_What to do:_
1: According to the cache architecture page, which type is watched without any cache filter?
2: Repeat the cache architecture page word for word from "Skip to content" to "operator OOM kills.".

=== Provided text ===

Skip to content

llama-stack-k8s-operator: Cache Architecture

Controller-runtime cache configuration controls which Kubernetes resources are cached in-memory. Misconfigured caches (cluster-wide watches on high-cardinality types without filters) are a primary cause of operator OOM kills.

Cache Architecture

Manager Configuration

Property Value
Manager file main.go
Cache scope cluster-wide
DefaultTransform yes
GOMEMLIMIT 800MiB
Memory limit 1Gi

Filtered Types

Type Filter Kind Filter
appsv1.Deployment label label selector
autoscalingv2.HorizontalPodAutoscaler label label selector
corev1.ConfigMap label controllers.WatchLabelKey=controllers.WatchLabelValue (constants, resolved at runtime)
corev1.PersistentVolumeClaim label label selector
corev1.Service label label selector
networkingv1.Ingress label label selector
networkingv1.NetworkPolicy label label selector
policyv1.PodDisruptionBudget label label selector

Issues

  • GOMEMLIMIT ratio 78.1% is below recommended 80% minimum (GC cannot pressure-tune effectively)
  • Type OGXServer is watched but has no cache filter (cluster-wide informer)

=== Provided data ===

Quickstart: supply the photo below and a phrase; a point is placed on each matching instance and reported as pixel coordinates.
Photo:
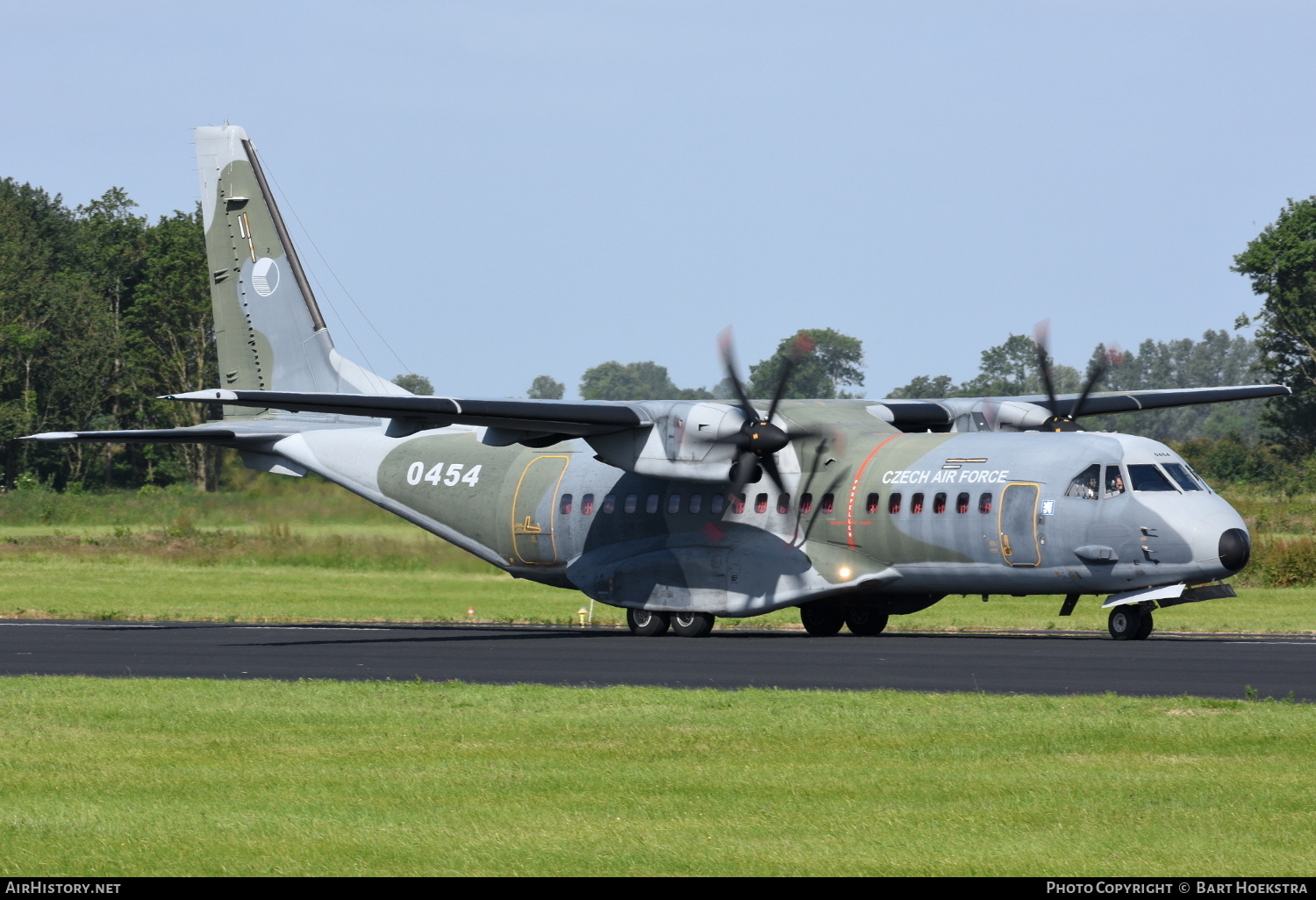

===

_Results:_
1: OGXServer

2:
Skip to content

llama-stack-k8s-operator: Cache Architecture

Controller-runtime cache configuration controls which Kubernetes resources are cached in-memory. Misconfigured caches (cluster-wide watches on high-cardinality types without filters) are a primary cause of operator OOM kills.